● **REQUIRED WORK**:
1. For the Filebeat post below, decide whether each statement agrees with it: (a) the rising memory usage began after the update from 7.17 to 8.5.x; (b) disabling the autodiscover processors and parsers fixed the problem; (c) about 30 logfiles are present at a given time. Give yes or no for each, quoting the deciding words of the post exactly.
2. List every top-level section of the configuration shown in the Filebeat post below.
3. Return the passage of the Filebeat post below that lies between "By deactivating parts" and "mitigate the issue.", inclusive.
----- SOURCE EXTRACT -----
Filebeat: "memory leak" via filebeat.autodiscover and >>200.000 goroutines

Hi,

we use filebeat (8.5.3) to scrape logs from kubernetes (1.24) nodes and send them to logstash (8.5.3). We have been doing this since filebeat 6.x and have adjusted the configs to the best of our knowledge during the migrations.

Since the update from 7.17 to 8.5.x, we can see an increasing amount of memory usage in filebeat, until it hits the resource memory limit and gets restarted by k8s. We've allowed up to 6GB, which should be more then enough, but that gets used on a regular basis:

We see this behaviour on all the four k8s clusters we run, but they all run the same filebeat config.

          filebeat.inputs:
            - type: filestream
              enabled: true
              paths:
                - "/var/log/messages"
              id: "ec2-messages-log"
              tags: ["ec2-messages-log"]
          filebeat.autodiscover:
            providers:
              - type: kubernetes
                scope: node
                templates:
                  - condition:
                      equals:
                        kubernetes.container.name: example-app
                    config:
                      - type: container
                        paths:
                          - /var/log/containers/*-${data.kubernetes.container.id}.log
                        processors:
                        - add_kubernetes_metadata:
                            host: ${NODE_NAME}
                            matchers:
                            - logs_path:
                                logs_path: "/var/log/containers/"
                        parsers:
                           - multiline:
                               type: pattern
                               pattern: '^\[(\d{1,2}\/\d{1,2}\/\d{2,4})|(\w{3} \w{3} \d{2})|(\d{2}\/\w{3}\/\d{2,4})'
                               negate: true
                               match: after
                  - condition:
                      not:
                        equals:
                          kubernetes.container.name: example-app
                    config:
                      - type: container
                        paths:
                          - /var/log/containers/*-${data.kubernetes.container.id}.log
                        processors:
                        - add_kubernetes_metadata:
                            host: ${NODE_NAME}
                            matchers:
                            - logs_path:
                                logs_path: "/var/log/containers/"
          output.logstash:
            hosts: ["logstash-logstash:5044"]

By deactivating parts of that config step by step, my guess it that filebeat.autodiscover / kubernetes config could somewhat be the reason for the memory leak. Disabling its processors / parsers did not mitigate the issue.

The pattern match for the container logs should be fine and not matching too wide, and seems to be as advised in the documentation. Having read some old posts about filebeat memory usage, it was suggested that the k8s nodes have too many small logfiles open, or rotate them too often.
Checking the log paths at the logs, there are only ~30 logfiles present at a given time.
----- RECORDED DATA -----
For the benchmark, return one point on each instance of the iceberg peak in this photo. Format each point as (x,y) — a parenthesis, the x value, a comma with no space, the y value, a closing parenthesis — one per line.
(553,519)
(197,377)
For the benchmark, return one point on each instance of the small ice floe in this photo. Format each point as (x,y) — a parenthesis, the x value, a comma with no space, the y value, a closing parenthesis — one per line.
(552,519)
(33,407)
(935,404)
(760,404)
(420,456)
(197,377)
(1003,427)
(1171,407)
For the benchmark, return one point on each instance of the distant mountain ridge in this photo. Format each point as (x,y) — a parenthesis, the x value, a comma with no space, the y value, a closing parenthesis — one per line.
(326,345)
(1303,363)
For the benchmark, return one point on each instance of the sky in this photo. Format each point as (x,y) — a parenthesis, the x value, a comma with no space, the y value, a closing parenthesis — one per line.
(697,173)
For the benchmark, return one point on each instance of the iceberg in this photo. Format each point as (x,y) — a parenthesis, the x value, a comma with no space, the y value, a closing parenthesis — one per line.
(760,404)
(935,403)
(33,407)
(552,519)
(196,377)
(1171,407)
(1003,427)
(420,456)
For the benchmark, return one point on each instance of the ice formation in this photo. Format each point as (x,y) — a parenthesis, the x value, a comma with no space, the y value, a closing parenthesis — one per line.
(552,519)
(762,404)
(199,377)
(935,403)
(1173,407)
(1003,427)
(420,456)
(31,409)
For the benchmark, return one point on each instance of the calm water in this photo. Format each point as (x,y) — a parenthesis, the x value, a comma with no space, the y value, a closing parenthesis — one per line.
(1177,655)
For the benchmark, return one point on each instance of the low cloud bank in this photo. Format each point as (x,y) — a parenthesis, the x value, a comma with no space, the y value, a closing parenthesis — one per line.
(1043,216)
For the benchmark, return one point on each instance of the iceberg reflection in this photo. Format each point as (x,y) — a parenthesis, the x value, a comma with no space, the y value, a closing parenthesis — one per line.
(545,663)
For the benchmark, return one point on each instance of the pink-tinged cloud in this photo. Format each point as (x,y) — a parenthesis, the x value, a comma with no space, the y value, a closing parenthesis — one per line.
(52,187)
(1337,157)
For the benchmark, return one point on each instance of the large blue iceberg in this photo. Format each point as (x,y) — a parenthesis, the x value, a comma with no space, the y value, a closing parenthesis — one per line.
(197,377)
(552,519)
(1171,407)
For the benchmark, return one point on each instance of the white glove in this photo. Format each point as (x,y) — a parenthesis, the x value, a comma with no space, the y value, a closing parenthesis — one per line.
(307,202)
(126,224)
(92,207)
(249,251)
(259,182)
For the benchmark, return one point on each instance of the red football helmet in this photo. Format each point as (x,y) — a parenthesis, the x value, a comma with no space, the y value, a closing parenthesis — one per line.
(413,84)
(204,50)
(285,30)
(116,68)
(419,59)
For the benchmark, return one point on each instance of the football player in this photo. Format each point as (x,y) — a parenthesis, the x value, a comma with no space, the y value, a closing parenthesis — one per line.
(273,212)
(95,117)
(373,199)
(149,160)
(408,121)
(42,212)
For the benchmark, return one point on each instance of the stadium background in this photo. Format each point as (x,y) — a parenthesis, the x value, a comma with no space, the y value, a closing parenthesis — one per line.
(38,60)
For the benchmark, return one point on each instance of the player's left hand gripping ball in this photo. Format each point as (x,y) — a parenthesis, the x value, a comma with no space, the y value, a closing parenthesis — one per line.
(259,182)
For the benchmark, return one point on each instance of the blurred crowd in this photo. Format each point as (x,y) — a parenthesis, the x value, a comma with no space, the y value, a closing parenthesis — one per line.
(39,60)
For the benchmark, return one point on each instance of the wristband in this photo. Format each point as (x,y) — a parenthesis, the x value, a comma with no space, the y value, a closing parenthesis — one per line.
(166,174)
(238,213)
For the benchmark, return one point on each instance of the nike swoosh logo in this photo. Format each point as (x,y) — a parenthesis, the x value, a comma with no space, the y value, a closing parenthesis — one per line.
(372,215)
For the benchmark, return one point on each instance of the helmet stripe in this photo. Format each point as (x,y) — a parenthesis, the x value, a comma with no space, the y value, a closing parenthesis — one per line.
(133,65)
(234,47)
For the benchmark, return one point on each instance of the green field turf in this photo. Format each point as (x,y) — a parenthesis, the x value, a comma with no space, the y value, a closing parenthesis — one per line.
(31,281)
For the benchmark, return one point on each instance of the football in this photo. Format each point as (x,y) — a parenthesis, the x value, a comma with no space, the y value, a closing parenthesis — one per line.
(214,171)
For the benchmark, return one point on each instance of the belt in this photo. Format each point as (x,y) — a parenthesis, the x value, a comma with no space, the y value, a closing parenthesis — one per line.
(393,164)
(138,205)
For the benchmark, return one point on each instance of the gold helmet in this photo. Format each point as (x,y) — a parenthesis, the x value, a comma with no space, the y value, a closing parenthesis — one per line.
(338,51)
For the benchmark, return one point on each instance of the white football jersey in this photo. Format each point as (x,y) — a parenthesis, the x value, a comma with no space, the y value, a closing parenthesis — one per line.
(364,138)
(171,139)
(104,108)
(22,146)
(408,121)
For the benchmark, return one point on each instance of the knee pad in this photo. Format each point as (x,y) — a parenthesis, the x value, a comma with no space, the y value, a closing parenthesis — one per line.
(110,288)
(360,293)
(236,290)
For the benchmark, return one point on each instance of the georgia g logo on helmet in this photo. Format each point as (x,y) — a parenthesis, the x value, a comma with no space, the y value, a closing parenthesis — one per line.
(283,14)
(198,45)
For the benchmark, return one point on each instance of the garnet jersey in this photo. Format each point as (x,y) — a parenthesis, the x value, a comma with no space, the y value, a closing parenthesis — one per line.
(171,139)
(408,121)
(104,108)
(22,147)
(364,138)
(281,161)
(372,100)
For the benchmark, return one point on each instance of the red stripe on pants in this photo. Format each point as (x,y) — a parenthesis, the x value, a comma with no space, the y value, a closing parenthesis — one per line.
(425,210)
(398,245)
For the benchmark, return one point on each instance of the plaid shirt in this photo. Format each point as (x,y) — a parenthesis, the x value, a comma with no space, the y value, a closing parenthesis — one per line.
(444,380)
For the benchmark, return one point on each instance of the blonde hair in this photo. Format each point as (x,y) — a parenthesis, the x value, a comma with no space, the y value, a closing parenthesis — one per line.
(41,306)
-----
● **PROBLEM SOLUTIONS**:
1.
(a) Yes: "Since the update from 7.17 to 8.5.x, we can see an increasing amount of memory usage in filebeat"
(b) No: "Disabling its processors / parsers did not mitigate the issue."
(c) Yes: "there are only ~30 logfiles present at a given time."

2.
filebeat.inputs
filebeat.autodiscover
output.logstash

3.
By deactivating parts of that config step by step, my guess it that filebeat.autodiscover / kubernetes config could somewhat be the reason for the memory leak. Disabling its processors / parsers did not mitigate the issue.